SUPPLIED INFORMATION:
----
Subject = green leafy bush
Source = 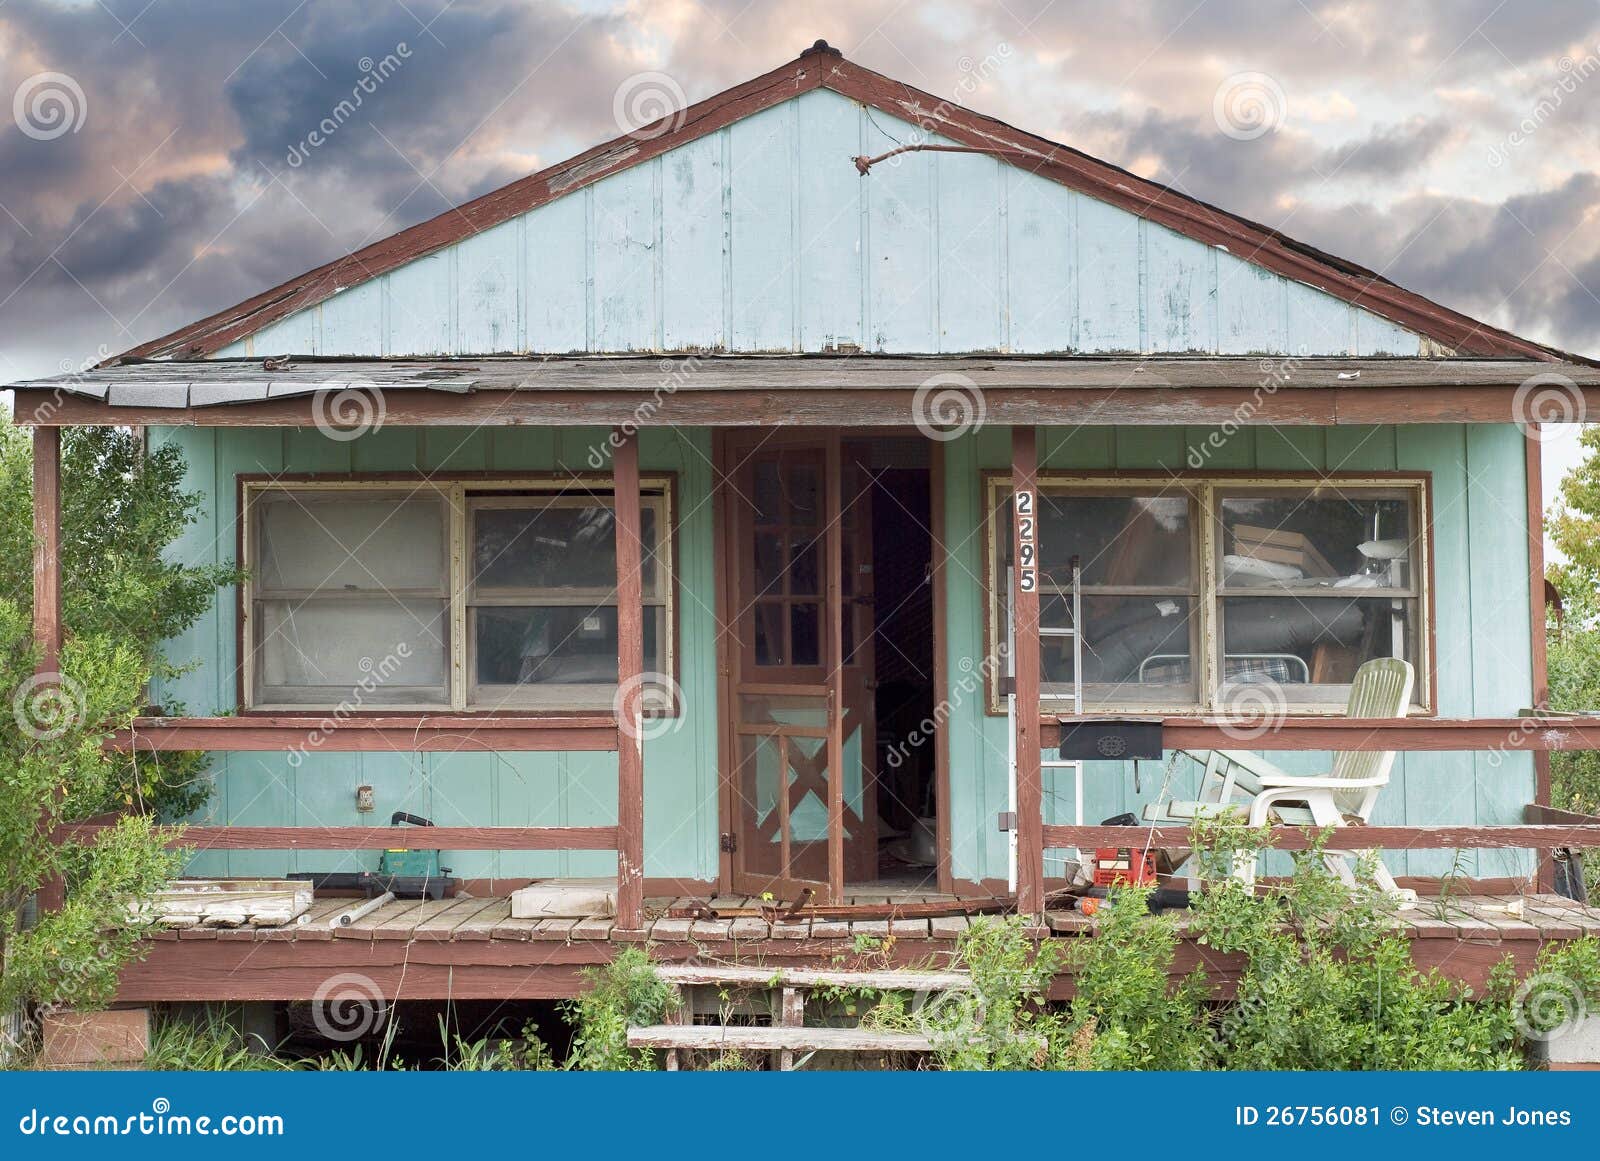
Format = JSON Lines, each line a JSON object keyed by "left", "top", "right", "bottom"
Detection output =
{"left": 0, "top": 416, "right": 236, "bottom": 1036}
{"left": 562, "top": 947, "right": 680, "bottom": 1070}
----
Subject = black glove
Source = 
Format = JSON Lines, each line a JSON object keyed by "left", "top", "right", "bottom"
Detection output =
----
PROBLEM STATEMENT: Please state how many lines in the records contain the word "Subject", and give only that number.

ANSWER TO THIS EXERCISE: 2